◆ **WORK TO COMPLETE**
Transcribe the records that follow, keeping every word as it stands.

◆ **EXTRACTED MATERIAL**

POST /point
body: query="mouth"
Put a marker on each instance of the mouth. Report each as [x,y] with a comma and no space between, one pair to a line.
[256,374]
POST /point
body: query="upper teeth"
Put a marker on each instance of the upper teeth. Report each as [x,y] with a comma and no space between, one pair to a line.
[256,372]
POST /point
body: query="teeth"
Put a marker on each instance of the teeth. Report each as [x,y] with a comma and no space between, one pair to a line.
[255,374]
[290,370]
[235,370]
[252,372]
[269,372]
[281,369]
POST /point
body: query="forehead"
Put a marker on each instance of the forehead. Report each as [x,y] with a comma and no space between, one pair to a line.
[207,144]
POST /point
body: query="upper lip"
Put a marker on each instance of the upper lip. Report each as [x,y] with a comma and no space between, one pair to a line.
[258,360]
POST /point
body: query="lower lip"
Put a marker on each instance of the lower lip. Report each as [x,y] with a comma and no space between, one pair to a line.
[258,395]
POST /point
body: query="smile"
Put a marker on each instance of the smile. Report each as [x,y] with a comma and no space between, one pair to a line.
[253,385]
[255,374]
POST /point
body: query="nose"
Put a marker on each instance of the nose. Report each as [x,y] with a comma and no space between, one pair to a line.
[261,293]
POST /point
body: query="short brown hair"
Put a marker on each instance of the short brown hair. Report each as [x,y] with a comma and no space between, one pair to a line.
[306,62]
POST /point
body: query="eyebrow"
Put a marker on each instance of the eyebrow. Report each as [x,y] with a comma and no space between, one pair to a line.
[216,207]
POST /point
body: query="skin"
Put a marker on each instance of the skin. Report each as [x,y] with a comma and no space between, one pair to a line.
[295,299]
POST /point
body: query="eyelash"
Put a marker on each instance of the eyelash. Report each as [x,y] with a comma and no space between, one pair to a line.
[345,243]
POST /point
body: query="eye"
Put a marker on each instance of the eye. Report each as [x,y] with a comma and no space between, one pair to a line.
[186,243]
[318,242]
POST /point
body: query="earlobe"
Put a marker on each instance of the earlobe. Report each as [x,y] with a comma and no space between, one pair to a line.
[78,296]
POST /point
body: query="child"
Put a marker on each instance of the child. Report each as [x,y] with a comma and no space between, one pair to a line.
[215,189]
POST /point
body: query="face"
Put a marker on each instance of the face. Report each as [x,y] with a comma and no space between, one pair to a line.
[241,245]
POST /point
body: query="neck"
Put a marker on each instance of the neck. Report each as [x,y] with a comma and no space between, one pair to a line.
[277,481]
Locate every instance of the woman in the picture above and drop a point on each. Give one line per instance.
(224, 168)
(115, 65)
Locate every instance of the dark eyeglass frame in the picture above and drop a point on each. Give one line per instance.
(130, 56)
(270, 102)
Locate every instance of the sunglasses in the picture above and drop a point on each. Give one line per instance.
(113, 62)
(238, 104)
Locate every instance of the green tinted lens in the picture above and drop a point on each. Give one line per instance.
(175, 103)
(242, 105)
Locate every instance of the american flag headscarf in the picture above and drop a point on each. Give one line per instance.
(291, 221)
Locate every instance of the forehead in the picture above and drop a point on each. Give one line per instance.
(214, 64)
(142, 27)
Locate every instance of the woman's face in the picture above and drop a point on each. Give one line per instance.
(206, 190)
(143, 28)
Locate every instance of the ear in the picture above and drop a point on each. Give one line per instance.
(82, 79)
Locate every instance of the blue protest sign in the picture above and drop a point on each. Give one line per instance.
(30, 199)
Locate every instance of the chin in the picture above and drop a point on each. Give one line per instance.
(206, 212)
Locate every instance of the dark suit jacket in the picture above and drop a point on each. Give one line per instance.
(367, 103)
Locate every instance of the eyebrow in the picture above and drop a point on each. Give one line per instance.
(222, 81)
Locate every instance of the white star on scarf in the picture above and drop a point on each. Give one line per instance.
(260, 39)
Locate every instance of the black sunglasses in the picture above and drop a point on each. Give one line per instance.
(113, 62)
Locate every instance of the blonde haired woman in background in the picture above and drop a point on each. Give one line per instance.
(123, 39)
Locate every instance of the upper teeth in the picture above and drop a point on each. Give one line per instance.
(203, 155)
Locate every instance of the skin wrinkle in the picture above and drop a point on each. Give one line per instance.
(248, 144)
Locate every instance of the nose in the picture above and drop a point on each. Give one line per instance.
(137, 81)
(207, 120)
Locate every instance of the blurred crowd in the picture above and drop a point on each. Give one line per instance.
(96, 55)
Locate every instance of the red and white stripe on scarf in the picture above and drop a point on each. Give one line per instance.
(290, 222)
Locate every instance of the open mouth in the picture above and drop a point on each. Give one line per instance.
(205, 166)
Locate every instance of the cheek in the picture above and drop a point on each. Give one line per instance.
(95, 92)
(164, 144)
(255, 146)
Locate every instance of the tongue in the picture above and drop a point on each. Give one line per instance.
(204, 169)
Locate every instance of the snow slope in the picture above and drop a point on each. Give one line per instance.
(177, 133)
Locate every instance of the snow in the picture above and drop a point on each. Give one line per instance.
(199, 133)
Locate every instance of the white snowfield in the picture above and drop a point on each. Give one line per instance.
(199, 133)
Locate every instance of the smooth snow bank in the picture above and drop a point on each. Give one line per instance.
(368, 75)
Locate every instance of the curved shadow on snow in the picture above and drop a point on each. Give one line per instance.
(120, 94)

◆ **ANSWER SECTION**
POST /point
body: query="mouth"
Put a marker on each instance of the mouth. Report each as [x,y] with a comma and no space between, one pair to a line.
[256,374]
POST /point
body: query="upper teeth"
Put a marker on each instance of the upper teeth. Report each as [x,y] with a comma and no space between, one pair to a line.
[256,372]
POST /point
body: query="teeth"
Put a marker on each instance of the teeth. Report each as [x,y] with a comma and no space between, one pair to a line.
[255,374]
[290,370]
[235,370]
[252,372]
[269,372]
[281,369]
POST /point
body: query="forehead"
Put a marker on each instance of the forehead. Report each as [x,y] with a comma and no space between, one pair to a line.
[207,144]
POST /point
body: query="upper lip"
Put a marker on each instance of the upper lip. Report each as [x,y] with a comma and no space between, one pair to a line.
[258,360]
POST /point
body: query="lower lip"
Put a marker on each instance of the lower lip. Report each as [x,y] with a comma and no space between, one pair to a line.
[258,395]
POST /point
body: query="smile"
Put a marker on each instance of the smile. Report each as [x,y] with a comma and no space between, one pair to a line.
[253,385]
[255,374]
POST /point
body: query="nose"
Put a marker on each instance of the nose. Report each as [x,y] with a comma and no space between, one pair to a line.
[261,293]
POST /point
body: query="short brown hair"
Put a marker on each instance of the short brown hair. Report each as [x,y] with a comma and no space between, one pair to a line.
[306,62]
POST /point
body: query="eyebrow"
Put a marker on each instance of the eyebrow. Report each as [x,y] with a comma and no space between, one pair to a line.
[216,207]
POST /point
body: query="skin"
Put a marker on each instance of the skin. Report each as [x,y] with a comma and no space between, one pair to a line.
[295,299]
POST /point
body: query="eyelash"
Put a marker on each instance of the eyelash. Report each as [x,y] with a comma and no space between, one pair to a line.
[345,243]
POST /point
body: query="eye"
Put a marker on each instance of the eye. Report each as [x,y] with a comma and no space between, one pair to a line.
[186,243]
[318,242]
POST /point
body: query="earlobe"
Put a marker on each instance of the earlobe. Report each as [x,y] with a comma and no space between, one pair to a line.
[78,296]
POST /point
body: query="child"
Put a marker on each instance of the child. Report each as [x,y] with a comma and no space between, one pair to a line.
[215,189]
POST /point
body: query="face"
Put a marker on each instance of the face. Report each as [x,y] with a comma and no space between, one pair to a line.
[241,245]
POST /point
body: query="neck"
Put a marker on each instance of the neck. Report each as [x,y] with a comma and no space between, one pair to a line.
[277,481]
Locate every instance of the woman in the picture above and drop a point on each. Give one line per instance.
(224, 168)
(115, 65)
Locate every instance of the dark eyeglass frame in the picture above and drop a point on each. Give one line per instance.
(130, 56)
(270, 102)
Locate every instance of the sunglasses in the picture above and drop a point on each. Give one line per instance.
(113, 62)
(238, 104)
Locate every instance of the green tinted lens in the picture above and drop a point on each. Give one line per instance.
(175, 103)
(242, 105)
Locate every instance of the american flag headscarf in the picture above and drop a point on each. Give one line per instance.
(291, 221)
Locate every instance of the forehead in the picture above and drop a point on each. Give one line per instance.
(214, 64)
(142, 27)
Locate every instance of the woman's face in the picture above and drop a point on each. Give one line per instance.
(206, 190)
(143, 28)
Locate every instance of the ear in the picture above and drop a point on each. Give one line per instance.
(82, 79)
Locate every instance of the blue protest sign in the picture above and drop a point on each. Give one line per instance.
(30, 199)
Locate every instance of the chin in the picture above and drop a point on each. Give one line per instance.
(206, 212)
Locate every instance of the dark suit jacket in the picture above and drop a point on each. Give one line per instance.
(367, 103)
Locate every instance of the eyebrow in the picture above and drop a point on each. Give one line per instance.
(222, 81)
Locate every instance of the white star on scarf in the picture above and drop a point on each. Give one line per instance.
(260, 39)
Locate every instance of the black sunglasses in the picture above and drop a point on each. Give one line per instance.
(113, 62)
Locate every instance of the blonde haired woman in background in the picture above and drop a point on each. Give one line per instance.
(123, 39)
Locate every instance of the upper teeth in the picture above and drop a point on each. Give one line per instance.
(203, 155)
Locate every instance of the skin wrinkle in the picture above and drop a point on each. Give one line per instance.
(248, 144)
Locate every instance of the nose in the picture above and drop a point on each. Give one line per instance.
(137, 81)
(207, 120)
Locate every instance of the blurred crowd in the picture above and drop a point on each. Give one line per instance.
(96, 55)
Locate every instance of the red and white stripe on scarf in the picture above and drop a point on each. Give one line per instance.
(290, 222)
Locate every instance of the open mouth in the picture above and drop a point on each. Give one line per instance.
(205, 166)
Locate every instance of the cheek in the picture above and drop a point on each. Give one line per instance.
(95, 92)
(164, 144)
(255, 146)
Locate every instance of the tongue in the picture above and drop a point on each. Give one line per instance.
(204, 169)
Locate every instance of the snow slope in the picture above and drop a point on each. Give one line per instance.
(177, 133)
Locate every instance of the snow in the picture above and drop a point on each. Give one line per instance.
(199, 133)
Locate every instance of the white snowfield in the picture above and drop a point on each. Give one line per instance.
(199, 133)
Locate every instance of the smooth snow bank in the picture above and drop a point on each. Give one line per instance.
(368, 75)
Locate every instance of the curved shadow on snow in the picture above and drop a point on each. Give one line per instance.
(120, 94)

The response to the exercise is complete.